Top of Page text
Somaya Ouazzani, CEO & founder of Mimoza Fleur, discusses how the legal industry has benefited from the pandemic, in Edward Fennell’s Legal Diary.
The legal industry has been one of the few industries that has partly benefited from the pandemic. Many of the cuts, furloughs and redundancies we saw last year were precautionary as opposed to necessary.
The slick and smart firms have exploited the situation to capitalise on strategic lateral hires in the form of partners and senior associates. A lot of the legal industries national law firms lost nervous teams to firms with strong buying power – American firms played this well, as did the likes of Stewarts, Taylor Wessing and Howard Kennedy.
Firms have become more prepared to offer partners greater control over their personal lives and more autonomy in their careers. So, providing fee earners are billing well, consistently and originating their own work, they can essentially wrangle for whatever it is that’s important to them. This has revolutionised the legal industry and will hopefully help to improve diversity and inclusivity.
Bottom of Page text
Top of Data for analysis
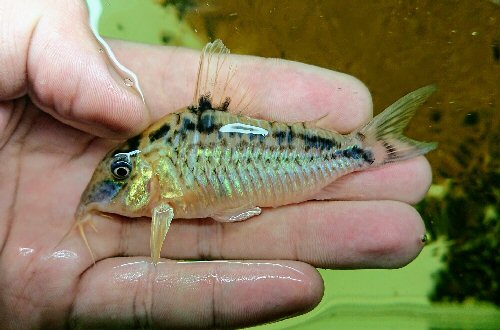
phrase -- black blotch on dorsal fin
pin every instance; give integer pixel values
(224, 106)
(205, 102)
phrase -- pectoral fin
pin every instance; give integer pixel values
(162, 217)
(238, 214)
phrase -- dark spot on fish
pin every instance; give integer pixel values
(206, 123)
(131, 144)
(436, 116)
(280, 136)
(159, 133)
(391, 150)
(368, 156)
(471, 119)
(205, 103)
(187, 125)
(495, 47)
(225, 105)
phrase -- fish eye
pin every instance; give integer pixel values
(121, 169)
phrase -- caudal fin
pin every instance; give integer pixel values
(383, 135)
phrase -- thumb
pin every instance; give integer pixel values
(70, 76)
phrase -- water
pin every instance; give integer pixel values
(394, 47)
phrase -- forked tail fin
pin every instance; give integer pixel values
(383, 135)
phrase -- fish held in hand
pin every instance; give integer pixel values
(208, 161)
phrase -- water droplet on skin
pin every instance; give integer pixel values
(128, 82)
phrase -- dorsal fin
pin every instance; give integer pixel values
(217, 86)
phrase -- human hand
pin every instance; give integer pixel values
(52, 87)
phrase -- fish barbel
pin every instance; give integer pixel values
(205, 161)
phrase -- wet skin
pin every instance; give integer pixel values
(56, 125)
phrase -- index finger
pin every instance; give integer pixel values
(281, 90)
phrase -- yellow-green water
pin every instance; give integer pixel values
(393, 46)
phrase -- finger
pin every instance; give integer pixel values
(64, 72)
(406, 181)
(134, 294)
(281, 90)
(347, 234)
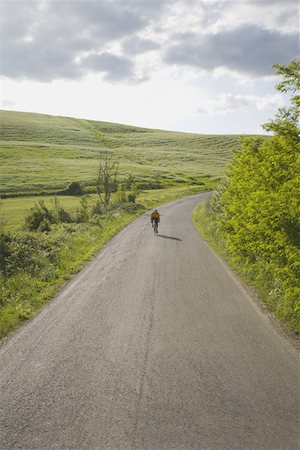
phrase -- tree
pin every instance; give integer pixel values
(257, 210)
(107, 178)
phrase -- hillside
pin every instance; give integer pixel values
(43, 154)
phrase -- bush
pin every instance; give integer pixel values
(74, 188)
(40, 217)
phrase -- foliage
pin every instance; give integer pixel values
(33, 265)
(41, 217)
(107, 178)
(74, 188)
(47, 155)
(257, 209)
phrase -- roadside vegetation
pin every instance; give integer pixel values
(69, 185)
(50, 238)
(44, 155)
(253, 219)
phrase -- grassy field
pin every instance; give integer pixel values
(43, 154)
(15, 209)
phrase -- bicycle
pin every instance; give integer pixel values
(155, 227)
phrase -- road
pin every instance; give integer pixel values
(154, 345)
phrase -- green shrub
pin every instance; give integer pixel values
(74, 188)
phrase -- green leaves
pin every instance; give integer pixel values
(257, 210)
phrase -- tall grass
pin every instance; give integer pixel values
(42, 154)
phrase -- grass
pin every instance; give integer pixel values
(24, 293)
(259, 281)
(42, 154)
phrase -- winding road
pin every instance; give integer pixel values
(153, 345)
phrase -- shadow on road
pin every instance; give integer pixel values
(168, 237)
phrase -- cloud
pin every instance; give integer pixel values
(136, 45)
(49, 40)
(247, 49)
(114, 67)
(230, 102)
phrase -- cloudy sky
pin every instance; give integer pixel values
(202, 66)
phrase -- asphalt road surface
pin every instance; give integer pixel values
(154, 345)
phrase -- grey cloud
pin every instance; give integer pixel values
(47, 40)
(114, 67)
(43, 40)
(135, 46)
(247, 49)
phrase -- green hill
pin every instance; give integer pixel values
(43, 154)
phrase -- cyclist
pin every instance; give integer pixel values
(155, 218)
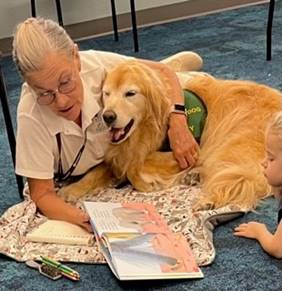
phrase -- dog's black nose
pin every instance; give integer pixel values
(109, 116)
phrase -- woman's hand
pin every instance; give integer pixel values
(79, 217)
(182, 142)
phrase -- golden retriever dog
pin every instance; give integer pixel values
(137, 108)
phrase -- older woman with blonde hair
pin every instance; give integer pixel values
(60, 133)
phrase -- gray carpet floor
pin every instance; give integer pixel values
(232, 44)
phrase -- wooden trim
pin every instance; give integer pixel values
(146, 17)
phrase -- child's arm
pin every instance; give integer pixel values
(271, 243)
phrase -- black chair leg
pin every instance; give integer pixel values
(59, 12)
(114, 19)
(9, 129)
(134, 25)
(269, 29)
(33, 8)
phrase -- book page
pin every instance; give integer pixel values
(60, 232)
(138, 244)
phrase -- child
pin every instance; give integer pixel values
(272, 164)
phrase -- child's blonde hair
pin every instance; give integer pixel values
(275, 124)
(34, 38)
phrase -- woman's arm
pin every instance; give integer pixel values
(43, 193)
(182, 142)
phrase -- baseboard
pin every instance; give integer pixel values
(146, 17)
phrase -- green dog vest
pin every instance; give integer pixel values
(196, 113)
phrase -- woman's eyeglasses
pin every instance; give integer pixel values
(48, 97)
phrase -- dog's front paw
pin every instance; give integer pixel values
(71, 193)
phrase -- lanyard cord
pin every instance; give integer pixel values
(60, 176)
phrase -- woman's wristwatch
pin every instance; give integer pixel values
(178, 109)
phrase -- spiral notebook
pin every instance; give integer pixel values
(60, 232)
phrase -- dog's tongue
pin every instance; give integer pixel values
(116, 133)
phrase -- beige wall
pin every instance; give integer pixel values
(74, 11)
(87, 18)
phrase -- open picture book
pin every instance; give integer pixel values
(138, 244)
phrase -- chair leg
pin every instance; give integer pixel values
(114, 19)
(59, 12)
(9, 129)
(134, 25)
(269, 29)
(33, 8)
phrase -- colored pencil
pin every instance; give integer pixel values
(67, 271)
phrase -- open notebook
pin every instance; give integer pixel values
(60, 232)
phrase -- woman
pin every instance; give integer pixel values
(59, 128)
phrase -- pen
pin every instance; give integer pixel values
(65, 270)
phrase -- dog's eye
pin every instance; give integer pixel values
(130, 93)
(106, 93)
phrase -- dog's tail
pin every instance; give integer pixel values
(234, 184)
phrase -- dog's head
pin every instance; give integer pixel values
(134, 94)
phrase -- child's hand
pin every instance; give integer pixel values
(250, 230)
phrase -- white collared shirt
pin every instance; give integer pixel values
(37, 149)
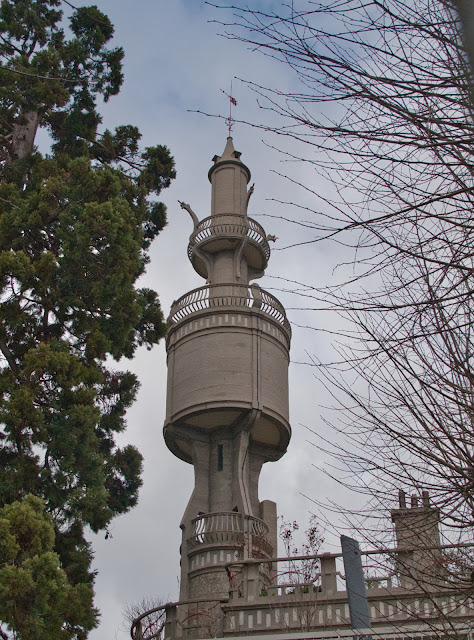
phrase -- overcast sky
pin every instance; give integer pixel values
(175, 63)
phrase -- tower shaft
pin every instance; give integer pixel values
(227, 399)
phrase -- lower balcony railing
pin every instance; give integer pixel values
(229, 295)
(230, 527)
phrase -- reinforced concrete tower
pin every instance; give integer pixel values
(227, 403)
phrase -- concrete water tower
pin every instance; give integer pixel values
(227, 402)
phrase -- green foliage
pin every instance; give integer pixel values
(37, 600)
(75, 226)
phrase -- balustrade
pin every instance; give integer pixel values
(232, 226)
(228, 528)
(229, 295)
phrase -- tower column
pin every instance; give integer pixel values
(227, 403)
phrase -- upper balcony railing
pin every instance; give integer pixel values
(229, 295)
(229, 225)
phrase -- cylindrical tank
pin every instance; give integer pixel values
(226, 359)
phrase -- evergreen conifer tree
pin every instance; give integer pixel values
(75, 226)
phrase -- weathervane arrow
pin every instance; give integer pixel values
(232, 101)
Bottom of Data for analysis
Top of Data for analysis
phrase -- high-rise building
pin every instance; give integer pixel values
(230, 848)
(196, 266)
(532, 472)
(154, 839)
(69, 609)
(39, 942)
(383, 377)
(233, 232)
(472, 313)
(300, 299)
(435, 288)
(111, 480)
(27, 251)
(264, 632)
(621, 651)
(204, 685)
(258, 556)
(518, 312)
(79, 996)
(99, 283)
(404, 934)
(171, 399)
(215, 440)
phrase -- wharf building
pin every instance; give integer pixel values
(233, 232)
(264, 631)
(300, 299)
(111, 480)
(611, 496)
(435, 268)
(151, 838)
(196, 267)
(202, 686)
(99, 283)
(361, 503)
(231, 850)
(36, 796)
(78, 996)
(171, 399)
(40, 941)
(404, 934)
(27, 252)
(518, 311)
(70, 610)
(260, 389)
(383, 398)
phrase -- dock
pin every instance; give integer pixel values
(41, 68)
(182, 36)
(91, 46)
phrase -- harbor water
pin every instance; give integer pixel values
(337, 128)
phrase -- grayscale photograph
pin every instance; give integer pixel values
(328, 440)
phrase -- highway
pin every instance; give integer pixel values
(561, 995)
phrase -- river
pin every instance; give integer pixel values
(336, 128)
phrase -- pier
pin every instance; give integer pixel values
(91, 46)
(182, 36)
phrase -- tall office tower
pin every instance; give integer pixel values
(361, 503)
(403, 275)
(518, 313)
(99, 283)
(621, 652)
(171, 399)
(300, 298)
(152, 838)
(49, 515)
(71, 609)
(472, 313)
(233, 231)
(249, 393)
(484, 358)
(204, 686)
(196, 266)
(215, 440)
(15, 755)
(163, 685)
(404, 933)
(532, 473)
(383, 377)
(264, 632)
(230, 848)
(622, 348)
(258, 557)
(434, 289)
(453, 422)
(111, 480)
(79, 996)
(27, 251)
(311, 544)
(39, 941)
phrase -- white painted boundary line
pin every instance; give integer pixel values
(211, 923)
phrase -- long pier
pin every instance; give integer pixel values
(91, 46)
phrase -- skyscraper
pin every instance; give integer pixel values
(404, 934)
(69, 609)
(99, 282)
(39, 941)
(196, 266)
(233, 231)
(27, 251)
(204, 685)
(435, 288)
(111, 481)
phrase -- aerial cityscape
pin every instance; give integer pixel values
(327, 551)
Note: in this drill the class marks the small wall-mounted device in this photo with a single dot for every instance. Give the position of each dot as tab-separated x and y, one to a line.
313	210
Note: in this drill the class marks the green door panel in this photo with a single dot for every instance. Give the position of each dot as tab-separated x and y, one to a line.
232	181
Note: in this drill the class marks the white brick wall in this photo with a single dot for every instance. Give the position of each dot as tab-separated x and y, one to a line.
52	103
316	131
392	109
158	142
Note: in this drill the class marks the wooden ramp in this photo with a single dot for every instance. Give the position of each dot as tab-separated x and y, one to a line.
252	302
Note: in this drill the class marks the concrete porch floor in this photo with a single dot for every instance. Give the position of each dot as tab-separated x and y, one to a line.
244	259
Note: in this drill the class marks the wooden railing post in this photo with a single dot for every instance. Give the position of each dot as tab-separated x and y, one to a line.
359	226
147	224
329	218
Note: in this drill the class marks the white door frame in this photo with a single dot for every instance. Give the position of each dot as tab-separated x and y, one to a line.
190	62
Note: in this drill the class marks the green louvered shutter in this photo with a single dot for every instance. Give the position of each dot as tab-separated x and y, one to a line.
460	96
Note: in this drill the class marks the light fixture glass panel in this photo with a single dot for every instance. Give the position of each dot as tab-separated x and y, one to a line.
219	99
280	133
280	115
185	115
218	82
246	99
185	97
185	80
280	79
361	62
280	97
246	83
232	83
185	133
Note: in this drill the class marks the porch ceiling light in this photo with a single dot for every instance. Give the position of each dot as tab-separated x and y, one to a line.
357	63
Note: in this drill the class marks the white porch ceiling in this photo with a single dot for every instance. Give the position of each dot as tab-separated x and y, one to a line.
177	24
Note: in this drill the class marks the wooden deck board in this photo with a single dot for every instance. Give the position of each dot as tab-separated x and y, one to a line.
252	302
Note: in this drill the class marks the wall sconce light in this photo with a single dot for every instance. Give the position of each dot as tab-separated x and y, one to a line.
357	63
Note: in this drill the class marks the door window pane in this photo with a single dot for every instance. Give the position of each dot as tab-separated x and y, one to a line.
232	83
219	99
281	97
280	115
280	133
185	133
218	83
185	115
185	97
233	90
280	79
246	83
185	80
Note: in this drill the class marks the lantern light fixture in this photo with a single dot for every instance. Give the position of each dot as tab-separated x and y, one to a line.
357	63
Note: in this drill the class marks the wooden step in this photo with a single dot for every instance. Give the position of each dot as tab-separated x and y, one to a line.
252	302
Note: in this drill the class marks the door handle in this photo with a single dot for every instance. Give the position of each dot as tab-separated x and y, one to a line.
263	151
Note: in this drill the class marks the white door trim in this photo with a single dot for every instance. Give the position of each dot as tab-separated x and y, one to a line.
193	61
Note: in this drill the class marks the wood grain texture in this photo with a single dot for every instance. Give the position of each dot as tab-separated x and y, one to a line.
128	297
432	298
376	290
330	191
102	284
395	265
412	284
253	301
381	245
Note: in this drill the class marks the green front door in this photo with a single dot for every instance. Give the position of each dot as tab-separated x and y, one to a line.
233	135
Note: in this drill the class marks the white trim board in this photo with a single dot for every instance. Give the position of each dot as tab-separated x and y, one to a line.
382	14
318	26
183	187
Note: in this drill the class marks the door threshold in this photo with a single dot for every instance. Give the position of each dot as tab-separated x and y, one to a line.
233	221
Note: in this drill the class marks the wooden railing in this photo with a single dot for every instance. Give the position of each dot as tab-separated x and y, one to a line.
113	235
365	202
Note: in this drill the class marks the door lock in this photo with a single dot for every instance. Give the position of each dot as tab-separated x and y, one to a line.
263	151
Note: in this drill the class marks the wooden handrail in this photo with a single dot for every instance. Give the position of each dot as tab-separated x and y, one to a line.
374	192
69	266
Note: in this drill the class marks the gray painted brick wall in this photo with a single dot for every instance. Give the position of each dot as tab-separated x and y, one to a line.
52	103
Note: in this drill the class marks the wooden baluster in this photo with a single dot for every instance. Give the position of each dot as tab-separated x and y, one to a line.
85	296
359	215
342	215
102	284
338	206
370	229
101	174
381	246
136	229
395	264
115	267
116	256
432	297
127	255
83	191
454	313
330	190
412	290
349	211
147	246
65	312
Bottom of Data for analysis
◆ **Work request 1**
Decide whether each statement below agrees with the text on the legal industry during the pandemic: (a) Most of last year's cuts, furloughs and redundancies were necessary. (b) American firms are named as having handled strategic lateral hiring well. (c) Firms have become more prepared to give partners greater control over their personal lives. For each, answer yes or no and quote the deciding words from the text.
◆ **Work request 2**
Continue the text on the legal industry during the pandemic, starting right after its final sentence.

◆ **Final answer 1**
(a) No: "Many of the cuts, furloughs and redundancies we saw last year were precautionary as opposed to necessary."
(b) Yes: "American firms played this well"
(c) Yes: "Firms have become more prepared to offer partners greater control over their personal lives"

◆ **Final answer 2**
Senior non-partner lawyers have also done well out of this. They’ve been able to leverage their experience and relative affordability to secure day 1 partner roles sooner than they might have at their existing firms.
Media, sports and private wealth are hot areas right now. Attracting more affordable senior non-partners (with fertile and well cultivated networks) is a strategy a lot of my clients are wanting to deploy having seen it work in other sectors for a diverse range of firms including Hogan Lovells, Payne Hicks Beach, and Kirkland & Ellis.
Ultimately, the legal industry has weathered this very aggressive Covid storm extremely well. Those firms with forward thinking, ambitious mind sets have fared the best, as have those with healthy cash reserves, good cash collections and sophisticated non legal operational input and frameworks. The shorter sighted firms resisted advice against losing support staff, the outcome of which is overstretched fee earners. Others gave up their premises or massively downsized prematurely.